▶ _What is being asked_
All lines in the records below that hold "mountain" are to be shown.
Data to examine: Begin
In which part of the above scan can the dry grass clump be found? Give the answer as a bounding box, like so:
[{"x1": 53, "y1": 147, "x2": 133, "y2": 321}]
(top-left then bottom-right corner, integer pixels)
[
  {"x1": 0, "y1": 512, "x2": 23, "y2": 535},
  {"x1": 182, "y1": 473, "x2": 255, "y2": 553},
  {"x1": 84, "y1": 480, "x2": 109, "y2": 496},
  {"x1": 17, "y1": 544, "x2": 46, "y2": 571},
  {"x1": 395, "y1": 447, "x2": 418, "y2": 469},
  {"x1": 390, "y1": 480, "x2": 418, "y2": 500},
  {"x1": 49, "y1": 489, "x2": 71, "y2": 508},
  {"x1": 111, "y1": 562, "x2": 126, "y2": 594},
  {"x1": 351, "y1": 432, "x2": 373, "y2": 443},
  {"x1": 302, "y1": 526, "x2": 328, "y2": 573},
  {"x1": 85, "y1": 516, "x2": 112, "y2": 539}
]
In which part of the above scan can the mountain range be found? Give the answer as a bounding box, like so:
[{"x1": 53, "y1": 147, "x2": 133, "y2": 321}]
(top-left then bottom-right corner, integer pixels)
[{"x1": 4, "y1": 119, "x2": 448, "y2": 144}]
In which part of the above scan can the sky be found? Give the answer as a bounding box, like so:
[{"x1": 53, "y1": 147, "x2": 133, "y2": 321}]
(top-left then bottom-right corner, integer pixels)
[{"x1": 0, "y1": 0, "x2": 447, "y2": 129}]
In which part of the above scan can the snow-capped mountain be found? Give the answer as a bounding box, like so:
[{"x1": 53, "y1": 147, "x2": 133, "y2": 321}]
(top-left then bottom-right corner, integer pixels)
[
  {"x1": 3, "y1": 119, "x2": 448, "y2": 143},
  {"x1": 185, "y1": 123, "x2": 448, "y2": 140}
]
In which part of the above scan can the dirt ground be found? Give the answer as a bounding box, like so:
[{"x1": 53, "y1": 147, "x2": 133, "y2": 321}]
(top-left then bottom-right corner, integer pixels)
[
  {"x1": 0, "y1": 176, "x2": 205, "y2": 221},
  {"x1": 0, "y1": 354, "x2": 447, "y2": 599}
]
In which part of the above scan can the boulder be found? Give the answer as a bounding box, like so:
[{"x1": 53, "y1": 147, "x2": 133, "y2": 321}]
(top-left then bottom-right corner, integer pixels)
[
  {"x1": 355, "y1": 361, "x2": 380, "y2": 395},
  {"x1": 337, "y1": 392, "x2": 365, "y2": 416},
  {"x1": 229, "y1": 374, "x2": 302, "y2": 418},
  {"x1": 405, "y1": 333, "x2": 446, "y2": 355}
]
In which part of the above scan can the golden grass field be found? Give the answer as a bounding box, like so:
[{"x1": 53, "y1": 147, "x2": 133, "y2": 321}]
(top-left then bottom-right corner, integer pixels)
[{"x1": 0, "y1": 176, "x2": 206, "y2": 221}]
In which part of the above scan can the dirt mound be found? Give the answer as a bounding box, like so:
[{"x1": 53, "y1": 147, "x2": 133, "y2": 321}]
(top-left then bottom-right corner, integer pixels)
Data to examine: End
▶ _Answer box_
In which part of the above scan can the mountain range be found? Give the answer as a bounding box, like so:
In which part of the above scan can the snow-capped mountain be found? Give the answer as a bounding box, like so:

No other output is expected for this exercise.